╔══
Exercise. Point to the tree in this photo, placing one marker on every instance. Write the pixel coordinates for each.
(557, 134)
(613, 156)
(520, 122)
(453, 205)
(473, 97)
╚══
→ **TASK DESCRIPTION**
Restate every record exactly, leaving nothing out.

→ **EXERCISE RESPONSE**
Exercise. Point to the tree in this photo, placing one marker on every instance. Write the pixel coordinates for each.
(557, 134)
(613, 156)
(520, 122)
(453, 205)
(473, 97)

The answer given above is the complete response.